» Exercise A: Transcribe the passage of the 1:1 computing text starting at "A report by" and ending at "PR Newswire, 2022).".
» Exercise B: Go on with the text on preservice teachers and 1:1 computing, picking up after its last sentence.

Surveyed Preservice Teachers Reveal Skills Acquired From 1:1 Environment

When considering instructional technology’s role in education and its importance in our schools, one only needs to start with the investment schools and districts are making. United States schools were expected to spend $27.6 billion (about $85 per person in the US) on educational technology in 2021 (Nagel, 2021). According to EdTech Evidence Exchange, U.S. public schools were spending $26-$41 billion (about $130 per person in the US) per year on educational technology before the COVID-19 pandemic (Bamforth, 2021). As schools locked down and went to virtual learning during the pandemic, it only makes sense that school technology expenditures increased even more.

A report by the Education Technology and Smart Classroom Global Market Trajectory and Analysis predicted that global education tech expenditures will reach $195.7 billion (about $600 per person in the US) in 2026. If schools are investing their limited resources in such significance, there must be a reason why they believe in its ability to benefit students (CISION PR Newswire, 2022).

Literature Review

In 2021, approximately 90% of secondary schools in the U.S. were 1:1 computing environments, with school districts purchasing a device for each student. That same year, 84% of elementary schools also provided a device for each student (Bushweller, 2022). U.S. school districts are embracing 1:1 computing in their schools and using educational funds to leverage technology with a goal of increasing student academic achievement (Sauers & McLeod, 2018).

» Data provided:
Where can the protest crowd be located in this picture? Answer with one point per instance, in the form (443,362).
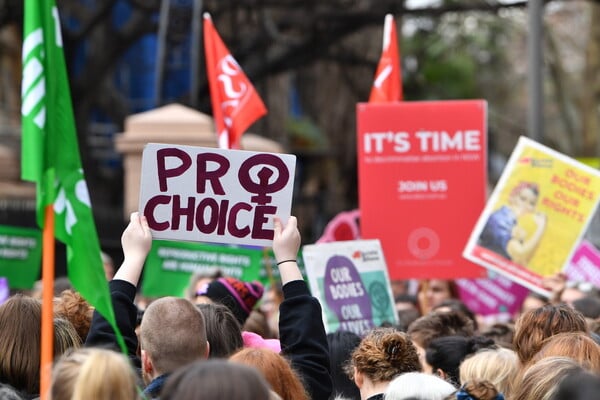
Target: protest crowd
(218,343)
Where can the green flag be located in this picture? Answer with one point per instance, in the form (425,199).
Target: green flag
(50,154)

» Your response A:
A report by the Education Technology and Smart Classroom Global Market Trajectory and Analysis predicted that global education tech expenditures will reach $195.7 billion (about $600 per person in the US) in 2026. If schools are investing their limited resources in such significance, there must be a reason why they believe in its ability to benefit students (CISION PR Newswire, 2022).

» Your response B:
Instructional technology can be used to address the digital divide and re-imagine learning experiences for students (U.S. Department of Education Office of Educational Technology, 2017). Opportunities include providing virtual learning options when physical options are not available and taking the learning outside of the school building (i.e., museums, virtual field trips, etc.). The literature shows multiple ways in which instructional technology can benefit schools and students. Several studies show that the integration of instructional technology tools has led to increased student motivation and engagement (Olson et al., 2015; Urrea, 2010; Mouza, 2008; Bebell & Kay, 2010). Instructional technology integration has also been shown to increase individualized and student-centered learning and instruction (Dunleavy et al., 2007; Hallman, 2019). Students in technology-infused classrooms are also shown to be less reliant on the teacher for assistance (Clariana, 2009).

The integration of instructional technology in classrooms has been linked to increased instructional flexibility as well as more small group and collaborative work (Shapley et al., 2011; Bebell & Kay, 2010). Instructional technology integration has also been shown to create more meaningful instructional moments and deeper learning (Mouza, 2008; Maninger & Holden, 2009). Research also shows that instructional technology has also been used to make remote learning more manageable and to help close achievement gaps.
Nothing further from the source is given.